## EXERCISE INSTRUCTIONS
Reproduce the whole listing below, requests included, multiplying every coordinate in the answers by 1.05 and rounding to the nearest whole number, with halves going up. Keep the numbers in the requests and their format samples as they are.

## Dataset rows showing where objects appear

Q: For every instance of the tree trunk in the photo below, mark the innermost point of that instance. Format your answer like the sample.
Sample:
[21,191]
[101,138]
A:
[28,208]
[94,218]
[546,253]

## ANSWER FOR THIS EXERCISE
Q: For every instance of the tree trunk in the photo below, mark the innermost point of that instance. Format your answer like the sample.
Sample:
[21,191]
[101,138]
A:
[29,218]
[99,229]
[573,266]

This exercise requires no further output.